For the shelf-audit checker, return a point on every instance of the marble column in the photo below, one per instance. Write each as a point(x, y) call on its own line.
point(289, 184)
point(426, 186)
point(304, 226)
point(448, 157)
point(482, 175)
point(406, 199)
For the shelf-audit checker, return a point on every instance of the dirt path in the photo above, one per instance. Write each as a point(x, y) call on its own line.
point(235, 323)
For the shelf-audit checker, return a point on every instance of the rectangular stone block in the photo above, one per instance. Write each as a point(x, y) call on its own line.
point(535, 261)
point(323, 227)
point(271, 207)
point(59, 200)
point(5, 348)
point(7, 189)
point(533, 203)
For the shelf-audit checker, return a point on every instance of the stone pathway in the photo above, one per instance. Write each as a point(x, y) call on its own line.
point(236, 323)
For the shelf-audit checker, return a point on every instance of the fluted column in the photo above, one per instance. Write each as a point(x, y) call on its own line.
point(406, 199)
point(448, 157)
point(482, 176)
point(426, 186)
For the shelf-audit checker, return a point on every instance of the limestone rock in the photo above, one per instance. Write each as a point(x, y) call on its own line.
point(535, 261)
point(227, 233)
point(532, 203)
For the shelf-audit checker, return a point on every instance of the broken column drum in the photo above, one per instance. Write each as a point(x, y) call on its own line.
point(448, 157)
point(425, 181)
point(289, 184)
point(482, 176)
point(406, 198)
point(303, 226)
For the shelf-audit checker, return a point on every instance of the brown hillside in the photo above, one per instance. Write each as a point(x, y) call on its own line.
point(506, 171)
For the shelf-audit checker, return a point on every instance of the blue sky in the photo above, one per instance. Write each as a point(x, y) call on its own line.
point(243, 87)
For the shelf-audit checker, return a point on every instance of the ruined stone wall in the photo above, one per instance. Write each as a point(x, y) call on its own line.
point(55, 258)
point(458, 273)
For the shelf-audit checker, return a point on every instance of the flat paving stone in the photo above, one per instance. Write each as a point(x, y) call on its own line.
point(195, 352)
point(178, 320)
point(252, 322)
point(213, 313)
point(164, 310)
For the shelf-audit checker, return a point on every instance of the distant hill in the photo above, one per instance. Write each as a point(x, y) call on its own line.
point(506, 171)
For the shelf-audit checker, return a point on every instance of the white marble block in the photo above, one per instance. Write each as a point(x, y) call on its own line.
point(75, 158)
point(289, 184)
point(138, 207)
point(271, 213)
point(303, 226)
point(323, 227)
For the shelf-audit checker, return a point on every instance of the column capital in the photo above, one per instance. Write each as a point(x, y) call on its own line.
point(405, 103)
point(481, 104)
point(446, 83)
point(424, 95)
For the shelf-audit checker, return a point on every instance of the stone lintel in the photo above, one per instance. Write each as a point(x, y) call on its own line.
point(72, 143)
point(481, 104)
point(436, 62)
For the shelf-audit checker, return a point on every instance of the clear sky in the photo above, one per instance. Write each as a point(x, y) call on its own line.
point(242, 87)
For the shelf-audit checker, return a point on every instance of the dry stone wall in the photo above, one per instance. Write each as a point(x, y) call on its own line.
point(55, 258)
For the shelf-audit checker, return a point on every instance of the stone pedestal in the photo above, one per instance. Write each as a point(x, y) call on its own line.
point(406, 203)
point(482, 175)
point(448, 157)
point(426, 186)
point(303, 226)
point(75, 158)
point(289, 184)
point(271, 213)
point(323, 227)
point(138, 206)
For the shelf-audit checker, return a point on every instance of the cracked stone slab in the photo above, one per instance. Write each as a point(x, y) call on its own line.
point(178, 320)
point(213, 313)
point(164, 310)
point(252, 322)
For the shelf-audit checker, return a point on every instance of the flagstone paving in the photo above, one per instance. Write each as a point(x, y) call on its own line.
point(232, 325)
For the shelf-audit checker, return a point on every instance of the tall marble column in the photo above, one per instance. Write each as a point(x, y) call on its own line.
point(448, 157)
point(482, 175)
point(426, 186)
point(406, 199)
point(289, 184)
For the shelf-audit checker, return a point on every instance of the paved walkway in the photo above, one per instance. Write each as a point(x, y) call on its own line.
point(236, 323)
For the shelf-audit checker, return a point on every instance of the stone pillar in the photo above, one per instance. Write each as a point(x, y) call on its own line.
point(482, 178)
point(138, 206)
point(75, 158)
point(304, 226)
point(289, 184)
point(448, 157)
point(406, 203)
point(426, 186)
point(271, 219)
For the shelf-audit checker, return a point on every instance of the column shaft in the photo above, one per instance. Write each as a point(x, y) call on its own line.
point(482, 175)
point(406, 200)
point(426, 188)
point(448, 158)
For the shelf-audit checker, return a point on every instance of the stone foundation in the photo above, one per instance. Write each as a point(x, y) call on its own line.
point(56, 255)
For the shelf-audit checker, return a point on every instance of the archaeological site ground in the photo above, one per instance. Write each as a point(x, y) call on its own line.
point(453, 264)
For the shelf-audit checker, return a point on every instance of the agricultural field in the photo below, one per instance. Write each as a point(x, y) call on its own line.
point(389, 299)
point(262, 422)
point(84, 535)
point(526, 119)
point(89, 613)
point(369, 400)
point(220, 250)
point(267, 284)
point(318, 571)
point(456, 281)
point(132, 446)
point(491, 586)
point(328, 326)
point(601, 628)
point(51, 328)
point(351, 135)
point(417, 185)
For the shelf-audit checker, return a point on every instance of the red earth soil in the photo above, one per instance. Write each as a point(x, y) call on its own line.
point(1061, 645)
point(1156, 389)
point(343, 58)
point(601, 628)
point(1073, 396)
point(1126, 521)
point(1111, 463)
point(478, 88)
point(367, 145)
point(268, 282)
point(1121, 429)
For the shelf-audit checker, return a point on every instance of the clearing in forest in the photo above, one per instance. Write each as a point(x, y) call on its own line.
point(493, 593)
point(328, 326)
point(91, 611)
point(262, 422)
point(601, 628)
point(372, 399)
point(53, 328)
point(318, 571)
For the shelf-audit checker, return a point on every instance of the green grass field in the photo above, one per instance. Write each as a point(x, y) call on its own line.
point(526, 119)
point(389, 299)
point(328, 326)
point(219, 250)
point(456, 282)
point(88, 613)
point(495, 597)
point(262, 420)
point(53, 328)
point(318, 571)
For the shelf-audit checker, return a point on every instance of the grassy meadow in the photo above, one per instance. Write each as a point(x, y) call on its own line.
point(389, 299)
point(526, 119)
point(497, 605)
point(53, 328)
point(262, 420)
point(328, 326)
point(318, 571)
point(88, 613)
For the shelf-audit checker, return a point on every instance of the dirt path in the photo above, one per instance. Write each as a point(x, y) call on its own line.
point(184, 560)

- **Written problem**
Reproduce exactly the line that holds "the red earth", then every line after it, ending with the final line of the records above.

- **Result for this task**
For the shelf-audit checker, return a point on every instance of the red earth soil in the photo above, one per instance. Write each as a point(x, y) call on its own line.
point(1061, 645)
point(1156, 389)
point(343, 58)
point(601, 628)
point(1073, 396)
point(1126, 521)
point(1111, 463)
point(478, 88)
point(367, 145)
point(268, 282)
point(1121, 429)
For the shelf-audit checker, return a point on every instance of the clearing in forest in the photo above, one per instance. Write each as a point(x, y) call on its own line.
point(493, 593)
point(328, 326)
point(91, 611)
point(262, 422)
point(601, 628)
point(372, 399)
point(53, 328)
point(318, 571)
For the shelf-audit checker, return a point on every instance of the green grass field in the photo above, one per instance. Write each as a point(x, y) call on its own line.
point(526, 119)
point(389, 299)
point(328, 326)
point(219, 250)
point(456, 282)
point(88, 613)
point(495, 597)
point(262, 420)
point(53, 328)
point(318, 571)
For the shelf-audit checker, return a point on every instance of the grassy meadow in the photo above, one per instance. Write each as a point(x, y) call on its own line.
point(389, 299)
point(526, 119)
point(497, 605)
point(53, 328)
point(262, 420)
point(328, 326)
point(318, 571)
point(88, 613)
For the shelf-audit checker, return a point on every instance of the dirt path in the photo above, one per instance. Write each as a point(x, y) call on its own line.
point(184, 560)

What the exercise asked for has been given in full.